- _Work to be completed_: Count the lines of the material below that contain the string "tail", treating uppercase and lowercase as different. Reply with the number only.
:: Extracted records
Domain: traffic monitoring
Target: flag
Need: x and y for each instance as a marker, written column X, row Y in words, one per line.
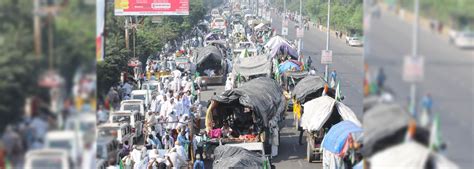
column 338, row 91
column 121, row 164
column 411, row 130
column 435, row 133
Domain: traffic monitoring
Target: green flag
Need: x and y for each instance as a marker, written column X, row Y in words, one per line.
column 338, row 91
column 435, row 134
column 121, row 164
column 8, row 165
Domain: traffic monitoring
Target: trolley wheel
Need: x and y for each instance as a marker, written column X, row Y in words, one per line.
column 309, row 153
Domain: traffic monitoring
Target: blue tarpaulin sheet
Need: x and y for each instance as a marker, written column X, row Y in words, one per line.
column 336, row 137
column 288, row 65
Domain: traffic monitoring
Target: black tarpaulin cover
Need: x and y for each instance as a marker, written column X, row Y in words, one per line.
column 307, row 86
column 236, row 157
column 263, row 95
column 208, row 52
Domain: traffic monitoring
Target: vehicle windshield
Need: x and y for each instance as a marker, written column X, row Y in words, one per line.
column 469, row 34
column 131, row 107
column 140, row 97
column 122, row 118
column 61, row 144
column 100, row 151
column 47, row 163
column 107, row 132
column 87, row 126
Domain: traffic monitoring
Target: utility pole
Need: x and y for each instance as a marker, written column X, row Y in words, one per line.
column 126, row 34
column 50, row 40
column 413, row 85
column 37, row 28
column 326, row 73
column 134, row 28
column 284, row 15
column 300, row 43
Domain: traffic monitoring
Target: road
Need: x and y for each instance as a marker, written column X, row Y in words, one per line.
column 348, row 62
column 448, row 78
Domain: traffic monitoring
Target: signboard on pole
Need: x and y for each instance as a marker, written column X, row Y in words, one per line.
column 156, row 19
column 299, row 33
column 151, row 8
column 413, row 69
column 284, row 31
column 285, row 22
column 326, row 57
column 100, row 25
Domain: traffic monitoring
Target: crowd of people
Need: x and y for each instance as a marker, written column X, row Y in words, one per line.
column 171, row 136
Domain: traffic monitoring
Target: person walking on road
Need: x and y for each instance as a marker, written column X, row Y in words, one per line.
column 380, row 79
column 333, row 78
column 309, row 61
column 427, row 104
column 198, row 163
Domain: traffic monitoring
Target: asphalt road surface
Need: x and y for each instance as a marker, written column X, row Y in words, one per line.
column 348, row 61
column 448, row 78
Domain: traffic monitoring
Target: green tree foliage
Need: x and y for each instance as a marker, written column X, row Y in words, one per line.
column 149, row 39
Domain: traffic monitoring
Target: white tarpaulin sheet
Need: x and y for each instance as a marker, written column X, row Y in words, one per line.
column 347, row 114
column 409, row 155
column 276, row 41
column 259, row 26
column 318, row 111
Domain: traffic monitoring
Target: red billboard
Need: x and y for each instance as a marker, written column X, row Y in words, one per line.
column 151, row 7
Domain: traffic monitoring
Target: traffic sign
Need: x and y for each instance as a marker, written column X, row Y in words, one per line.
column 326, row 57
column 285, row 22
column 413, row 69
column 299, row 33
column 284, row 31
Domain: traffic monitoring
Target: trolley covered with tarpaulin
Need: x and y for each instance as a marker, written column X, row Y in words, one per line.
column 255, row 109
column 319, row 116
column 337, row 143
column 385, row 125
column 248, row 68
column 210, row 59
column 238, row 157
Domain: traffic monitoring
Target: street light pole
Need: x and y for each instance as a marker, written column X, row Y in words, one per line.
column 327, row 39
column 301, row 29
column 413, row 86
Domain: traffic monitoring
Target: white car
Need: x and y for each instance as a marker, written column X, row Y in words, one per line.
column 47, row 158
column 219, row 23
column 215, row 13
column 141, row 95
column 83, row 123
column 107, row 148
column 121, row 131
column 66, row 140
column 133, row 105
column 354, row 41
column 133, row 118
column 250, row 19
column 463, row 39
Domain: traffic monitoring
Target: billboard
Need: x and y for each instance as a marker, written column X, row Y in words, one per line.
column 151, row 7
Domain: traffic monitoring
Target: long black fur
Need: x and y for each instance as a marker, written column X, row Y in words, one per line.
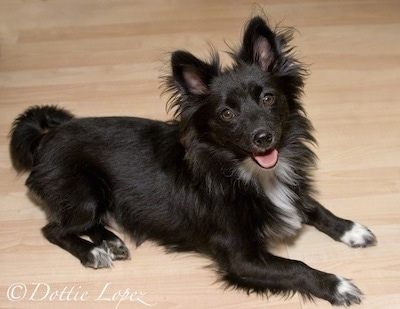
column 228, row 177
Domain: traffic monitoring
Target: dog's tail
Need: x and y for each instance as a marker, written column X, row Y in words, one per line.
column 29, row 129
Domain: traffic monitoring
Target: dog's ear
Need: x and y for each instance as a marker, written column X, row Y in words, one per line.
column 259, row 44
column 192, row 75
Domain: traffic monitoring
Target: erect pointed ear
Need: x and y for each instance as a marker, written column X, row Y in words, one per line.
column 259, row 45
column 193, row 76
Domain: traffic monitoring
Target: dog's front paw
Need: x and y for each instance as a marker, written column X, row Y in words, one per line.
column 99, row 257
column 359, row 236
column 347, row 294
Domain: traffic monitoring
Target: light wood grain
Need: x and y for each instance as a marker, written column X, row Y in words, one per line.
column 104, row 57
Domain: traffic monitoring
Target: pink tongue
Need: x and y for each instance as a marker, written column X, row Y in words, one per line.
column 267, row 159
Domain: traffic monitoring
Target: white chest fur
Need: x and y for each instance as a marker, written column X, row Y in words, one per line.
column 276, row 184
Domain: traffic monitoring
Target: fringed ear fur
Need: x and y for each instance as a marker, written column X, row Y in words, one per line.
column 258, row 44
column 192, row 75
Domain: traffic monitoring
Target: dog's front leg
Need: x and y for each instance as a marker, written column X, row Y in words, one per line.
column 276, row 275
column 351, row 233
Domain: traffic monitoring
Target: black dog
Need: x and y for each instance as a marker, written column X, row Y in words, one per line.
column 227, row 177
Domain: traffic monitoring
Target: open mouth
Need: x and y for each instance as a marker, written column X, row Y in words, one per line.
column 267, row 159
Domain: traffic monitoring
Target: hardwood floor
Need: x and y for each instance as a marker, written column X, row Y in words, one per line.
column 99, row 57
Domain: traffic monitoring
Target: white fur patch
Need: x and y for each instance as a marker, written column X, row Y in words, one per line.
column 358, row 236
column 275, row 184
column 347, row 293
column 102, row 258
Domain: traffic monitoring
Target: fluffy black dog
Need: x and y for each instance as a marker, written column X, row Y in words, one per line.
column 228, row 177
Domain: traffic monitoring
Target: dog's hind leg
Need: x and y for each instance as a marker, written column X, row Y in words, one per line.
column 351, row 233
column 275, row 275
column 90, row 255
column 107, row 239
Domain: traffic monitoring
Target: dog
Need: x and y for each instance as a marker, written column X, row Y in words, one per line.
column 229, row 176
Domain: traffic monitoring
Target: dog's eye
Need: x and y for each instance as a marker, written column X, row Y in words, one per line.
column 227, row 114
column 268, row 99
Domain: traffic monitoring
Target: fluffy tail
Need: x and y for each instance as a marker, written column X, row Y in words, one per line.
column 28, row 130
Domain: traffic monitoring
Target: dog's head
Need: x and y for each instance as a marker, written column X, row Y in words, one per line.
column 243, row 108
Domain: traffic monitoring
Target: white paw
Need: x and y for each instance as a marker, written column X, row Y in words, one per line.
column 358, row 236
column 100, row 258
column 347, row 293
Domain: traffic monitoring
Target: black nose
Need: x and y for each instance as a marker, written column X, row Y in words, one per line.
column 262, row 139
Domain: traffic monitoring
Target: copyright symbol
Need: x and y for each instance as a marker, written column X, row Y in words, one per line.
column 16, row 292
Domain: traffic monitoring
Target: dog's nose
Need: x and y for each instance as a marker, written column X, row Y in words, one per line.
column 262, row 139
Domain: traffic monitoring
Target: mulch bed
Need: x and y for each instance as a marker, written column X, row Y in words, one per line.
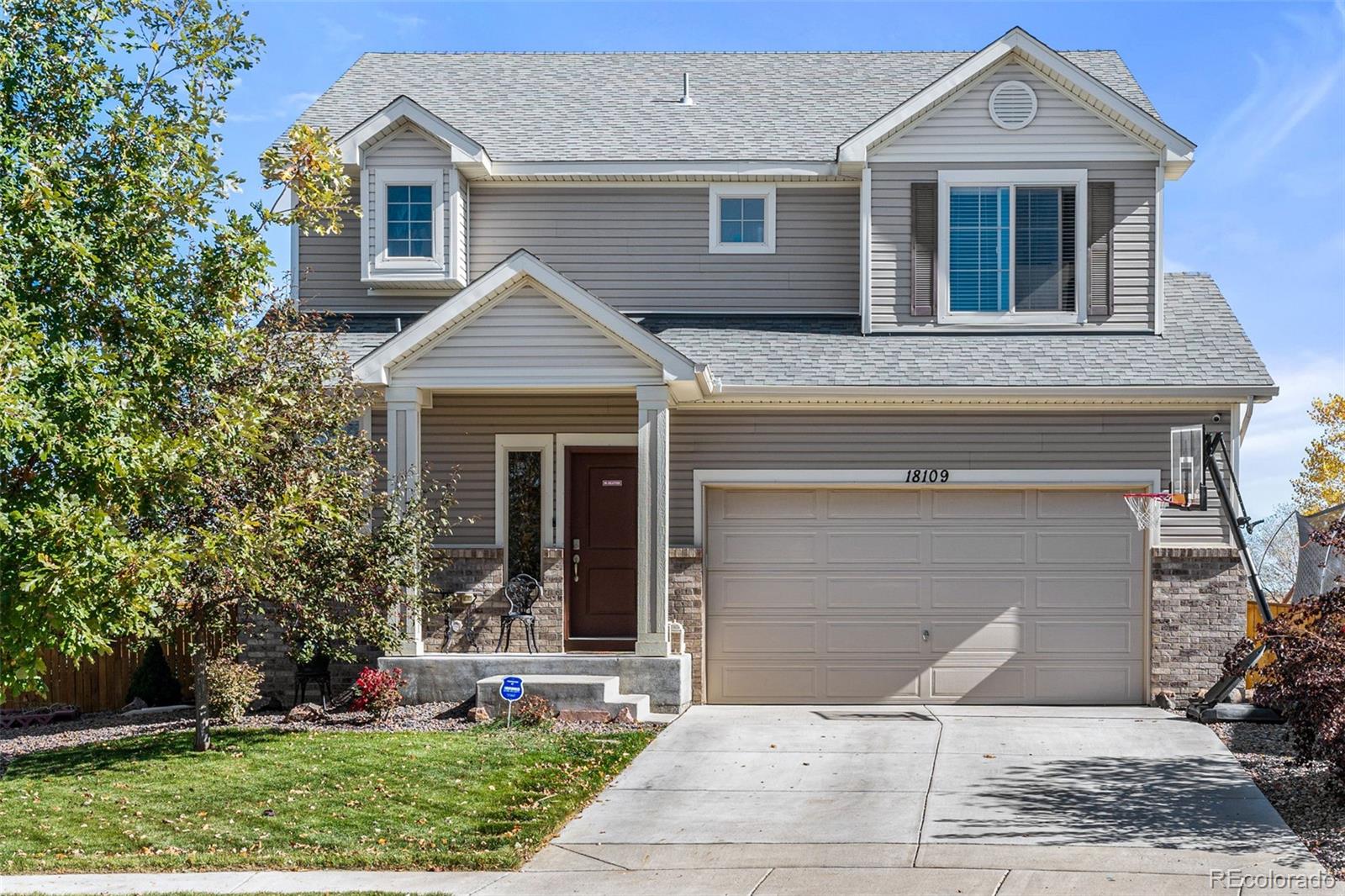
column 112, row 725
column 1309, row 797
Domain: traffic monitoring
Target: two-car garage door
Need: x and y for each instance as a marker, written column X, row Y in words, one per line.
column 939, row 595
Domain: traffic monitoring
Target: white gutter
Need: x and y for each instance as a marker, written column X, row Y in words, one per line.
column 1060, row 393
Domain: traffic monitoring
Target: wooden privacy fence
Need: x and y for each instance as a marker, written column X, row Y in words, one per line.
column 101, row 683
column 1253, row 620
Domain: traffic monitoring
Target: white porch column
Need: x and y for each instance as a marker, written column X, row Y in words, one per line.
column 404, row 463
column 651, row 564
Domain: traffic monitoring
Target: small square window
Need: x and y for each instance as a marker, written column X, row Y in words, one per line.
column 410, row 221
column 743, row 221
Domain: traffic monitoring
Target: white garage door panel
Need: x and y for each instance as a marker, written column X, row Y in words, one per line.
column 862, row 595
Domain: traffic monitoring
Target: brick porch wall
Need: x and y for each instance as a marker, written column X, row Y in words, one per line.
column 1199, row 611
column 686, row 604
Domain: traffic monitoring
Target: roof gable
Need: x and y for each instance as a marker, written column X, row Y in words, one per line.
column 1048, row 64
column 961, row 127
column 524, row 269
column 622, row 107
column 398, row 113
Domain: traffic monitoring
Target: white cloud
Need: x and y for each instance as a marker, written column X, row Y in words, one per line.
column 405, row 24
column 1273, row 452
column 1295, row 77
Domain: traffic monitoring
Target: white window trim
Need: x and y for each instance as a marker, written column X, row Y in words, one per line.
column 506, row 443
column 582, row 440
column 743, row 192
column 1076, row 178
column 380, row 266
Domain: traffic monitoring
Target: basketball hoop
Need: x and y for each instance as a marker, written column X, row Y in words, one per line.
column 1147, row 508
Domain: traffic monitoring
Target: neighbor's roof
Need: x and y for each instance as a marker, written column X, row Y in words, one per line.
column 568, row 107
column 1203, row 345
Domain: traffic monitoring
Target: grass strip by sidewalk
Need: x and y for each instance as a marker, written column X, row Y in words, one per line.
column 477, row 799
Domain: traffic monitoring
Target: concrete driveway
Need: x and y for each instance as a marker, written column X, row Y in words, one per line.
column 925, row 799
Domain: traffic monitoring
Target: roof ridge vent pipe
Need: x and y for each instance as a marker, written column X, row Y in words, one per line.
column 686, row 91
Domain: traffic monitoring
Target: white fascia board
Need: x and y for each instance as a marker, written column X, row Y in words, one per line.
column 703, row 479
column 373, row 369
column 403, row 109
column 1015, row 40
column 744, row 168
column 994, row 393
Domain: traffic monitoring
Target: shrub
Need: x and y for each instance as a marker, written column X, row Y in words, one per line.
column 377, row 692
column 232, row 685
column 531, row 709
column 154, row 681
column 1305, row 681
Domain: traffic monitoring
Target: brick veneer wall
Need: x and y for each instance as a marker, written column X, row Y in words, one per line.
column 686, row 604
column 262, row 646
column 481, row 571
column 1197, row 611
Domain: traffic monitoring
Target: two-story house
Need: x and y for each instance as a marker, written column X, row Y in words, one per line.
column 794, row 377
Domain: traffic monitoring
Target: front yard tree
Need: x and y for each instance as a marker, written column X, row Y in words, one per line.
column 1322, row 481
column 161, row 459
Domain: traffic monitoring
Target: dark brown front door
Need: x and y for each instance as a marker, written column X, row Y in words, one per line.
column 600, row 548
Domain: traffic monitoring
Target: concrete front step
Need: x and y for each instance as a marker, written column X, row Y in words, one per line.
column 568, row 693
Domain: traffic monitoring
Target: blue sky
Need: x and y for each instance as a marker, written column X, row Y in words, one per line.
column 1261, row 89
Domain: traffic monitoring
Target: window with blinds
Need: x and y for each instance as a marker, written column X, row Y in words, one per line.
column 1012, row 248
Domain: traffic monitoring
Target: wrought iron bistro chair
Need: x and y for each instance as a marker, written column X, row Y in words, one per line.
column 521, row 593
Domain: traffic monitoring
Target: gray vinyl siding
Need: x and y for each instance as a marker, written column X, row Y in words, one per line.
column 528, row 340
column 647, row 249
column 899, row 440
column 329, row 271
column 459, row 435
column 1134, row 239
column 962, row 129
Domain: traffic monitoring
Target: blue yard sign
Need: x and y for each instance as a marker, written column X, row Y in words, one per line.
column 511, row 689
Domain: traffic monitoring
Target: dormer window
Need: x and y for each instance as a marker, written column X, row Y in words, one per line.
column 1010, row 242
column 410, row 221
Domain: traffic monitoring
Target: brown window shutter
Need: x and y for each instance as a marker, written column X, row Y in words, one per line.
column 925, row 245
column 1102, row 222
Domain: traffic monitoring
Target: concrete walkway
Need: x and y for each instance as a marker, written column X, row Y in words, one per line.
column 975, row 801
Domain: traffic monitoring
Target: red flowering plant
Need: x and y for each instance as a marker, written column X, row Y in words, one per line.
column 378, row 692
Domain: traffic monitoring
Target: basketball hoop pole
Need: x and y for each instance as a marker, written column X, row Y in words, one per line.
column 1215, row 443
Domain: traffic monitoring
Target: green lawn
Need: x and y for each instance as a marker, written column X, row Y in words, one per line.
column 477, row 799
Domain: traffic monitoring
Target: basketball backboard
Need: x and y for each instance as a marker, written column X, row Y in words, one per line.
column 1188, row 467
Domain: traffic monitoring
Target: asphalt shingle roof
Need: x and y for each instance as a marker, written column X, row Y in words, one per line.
::::
- _Result for this exercise_: 2